### Data rows
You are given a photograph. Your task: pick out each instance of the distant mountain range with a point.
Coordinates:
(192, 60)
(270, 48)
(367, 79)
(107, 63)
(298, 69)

### Exercise details
Rewrite the data above with "far-off ridge line" substituted for "distant mountain range", leaving every other word unchanged.

### Finished answer
You are given a photograph. Your task: pick out each instance of the far-off ridge line with a point.
Coordinates:
(192, 60)
(270, 48)
(367, 79)
(107, 63)
(298, 69)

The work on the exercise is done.